Keeping Up Appearances

This post was not on my list of possible blog topics.  But I found that I wanted to touch on something that has reared up, something that’s apparently bugging me.  Recently, New York City Councilman Dan Halloran was arrested for attempting to facilitate the rigging of the mayoral election of New York City.  Whether or not he is guilty of it is not the point of this post.  Nor is the point whether or not he is (or was, who knows, the man flip flops on it) an unfortunate face for Heathenry.
The New York Post, which I flatly refuse to link here, ran an article about his religious background.  From skimming the deplorable piece of journalistic claptrap, I assume the article was about how he attempted to bribe and cajole his way through his religious organization in order to try to change the governance of the group.  I’m not sure.

However, in classic New York Post fashion (being an American version of the Daily Mail, in my humble opinion), the journalist included this lovely gem early on in the article:

“his kooky heathen religion — whose members wear medieval garb, make sacrifices to multiple gods and compete in combat games.”

The emphasis is mine.

Let’s look at that again.  Take it in a minute:

Wear medieval garb.

Think about that for a little bit.  Now, I am a sometimes-Renny.  At least once a year I go down to the New York Renaissance faire in Tuxedo with a few friends, spend the day drinking wine.  And mead.  And beer.  And staring at prodigious amounts of female flesh.  There’s nothing wrong with it.  It’s fun.

But it is ultimately an amusement.  A diversion.  This, Heathenry, Reconstructionism, Paganism, what-have-you, are religious movements.  They are a grouping of faiths that, I would assume, the adherents want people to take seriously.  It is not just serious to us.  It shouldn’t just be serious to us.  It needs to be taken seriously by “the straights”, or else where will the respect come from?  Where can acceptance be found if they make the connection that Pagans are members of a (group of) “kooky” religion(s)?

Is this truly, really, what we want a layperson to think when they see any one from the Paganisms at ritual?  That we are a bunch of weirdos who are play-acting?  Displaced Rennies that want to escape from reality and are uncomfortable with living next-door to them as mundanes?  Religious growth is, I believe, based in part on accessibility, especially for faiths that do not make it a mandate to proselytize.

Why is it that whenever I see photos of Pagan gatherings, I either see people dressed in one of two ways:

1. Full-blown garb that looks like it was purchased from Museum Replicas or By the Sword.

2. Super casual, trashy street clothes; jeans and hoodies.

I’m going to bring up the second point first, because it’s a shorter part of this tangential writing.  What is wrong with “Sunday dress”?  What is wrong with plain decent clothes?  You know, the kind that one might wear out to a sit-in restaurant, or some that wouldn’t look out of place or embarrassing to wear at a wedding?

• [RECORDS TO PROCESS]:
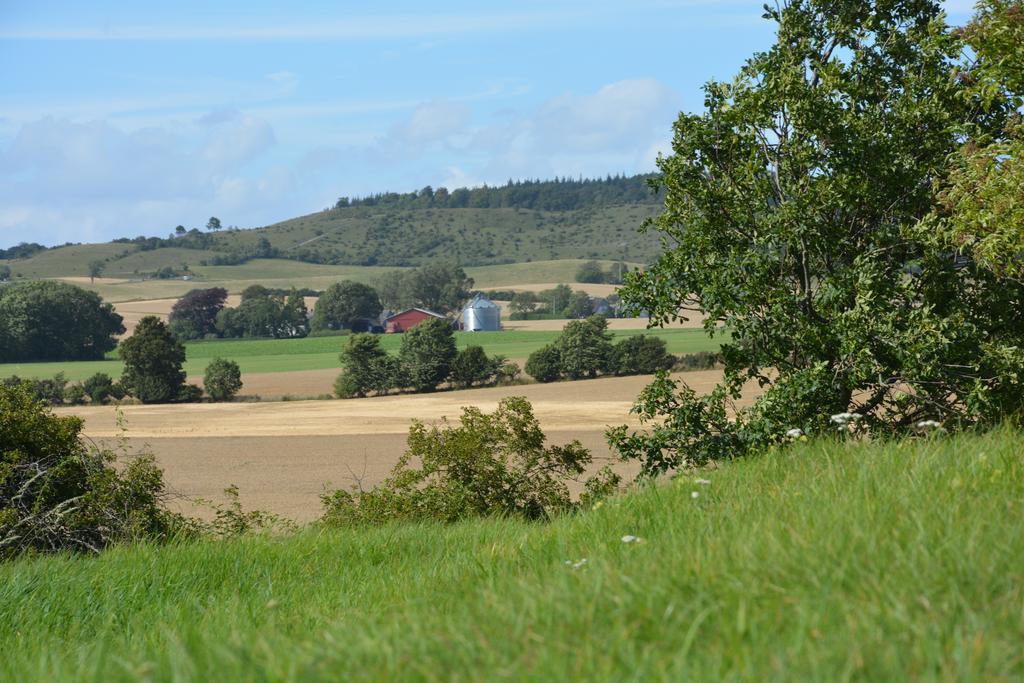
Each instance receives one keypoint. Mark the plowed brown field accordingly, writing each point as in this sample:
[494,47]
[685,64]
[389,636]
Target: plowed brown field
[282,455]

--

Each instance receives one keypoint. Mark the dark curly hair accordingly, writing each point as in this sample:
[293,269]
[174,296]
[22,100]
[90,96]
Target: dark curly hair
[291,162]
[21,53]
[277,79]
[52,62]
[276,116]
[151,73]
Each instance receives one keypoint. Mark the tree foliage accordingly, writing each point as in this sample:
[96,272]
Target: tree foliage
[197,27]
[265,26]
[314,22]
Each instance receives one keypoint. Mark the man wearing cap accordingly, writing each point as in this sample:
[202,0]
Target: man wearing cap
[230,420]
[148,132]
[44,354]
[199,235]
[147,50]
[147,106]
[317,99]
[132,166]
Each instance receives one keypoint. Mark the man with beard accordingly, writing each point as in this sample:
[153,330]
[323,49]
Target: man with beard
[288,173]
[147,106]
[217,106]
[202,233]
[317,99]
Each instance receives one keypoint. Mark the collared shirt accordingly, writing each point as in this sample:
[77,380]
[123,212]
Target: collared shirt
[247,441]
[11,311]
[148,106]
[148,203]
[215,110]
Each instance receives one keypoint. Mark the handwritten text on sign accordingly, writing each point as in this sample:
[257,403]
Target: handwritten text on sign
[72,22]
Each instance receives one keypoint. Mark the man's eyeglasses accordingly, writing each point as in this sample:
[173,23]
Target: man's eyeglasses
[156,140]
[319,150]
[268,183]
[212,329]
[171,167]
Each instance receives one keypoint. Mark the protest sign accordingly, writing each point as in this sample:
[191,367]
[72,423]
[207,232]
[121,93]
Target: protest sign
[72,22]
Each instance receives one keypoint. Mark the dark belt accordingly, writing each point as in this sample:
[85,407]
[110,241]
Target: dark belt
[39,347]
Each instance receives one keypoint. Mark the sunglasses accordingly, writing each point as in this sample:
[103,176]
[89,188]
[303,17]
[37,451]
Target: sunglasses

• [GIVEN INSTRUCTION 1]:
State how many lines in the listing above contain the string "sign", giving only the number.
• [GIVEN INSTRUCTION 2]:
Write the next part of the blog post about how people dress at Pagan gatherings, starting right after its last sentence.

• [WRITTEN REPLY 1]:
4

• [WRITTEN REPLY 2]:
To me, rituals are gatherings for the formal occasion of worship.  They are occasions of reverence.  Even nice jeans (read: no acid washed, distressed jeans) and a button-down shirt are preferable to day-off street clothes.  Or, hell, nice clothes in general.  I’m not talking a three-piece suit, here.  I routinely dress up for even dinners at a family member’s house for holidays, simply because it shows respect for the occasion, respect for the people that put the effort into hosting the event.  It translates that I consider it an important occasion.

And yes, I understand that the “Sunday attire” isn’t the most appropriate for all rituals or religious observances, especially in a movement that places a lack of emphasis on interior worship.  Trekking out to the summit of a mountain, or heading to a ritual located on the beach, or any time a ritual is going on in not-so-perfect weather outdoors will all require specific attire.

But the observances inside?  On the back patio?  Is there something wrong with enforcing a more rigid dress code than “what the hell ever”?  It doesn’t even have to be modernist!  Just nice!

And that point – modernity – brings me back to the first article on the list.  Why is it that whenever I see people in “the traditional garb” is everyone in garb?  Is it part of our collective traditions to require mostly-tacky attire which people attack us as Renaissance faire-rejects?  I wasn’t made aware of this.

We are not play actors.  We are not reenactors or living historians.  I’d like to think we’re not just playing dress up.  But it passes that image along to lay observers, like we’re functioning in a diversion from our reality.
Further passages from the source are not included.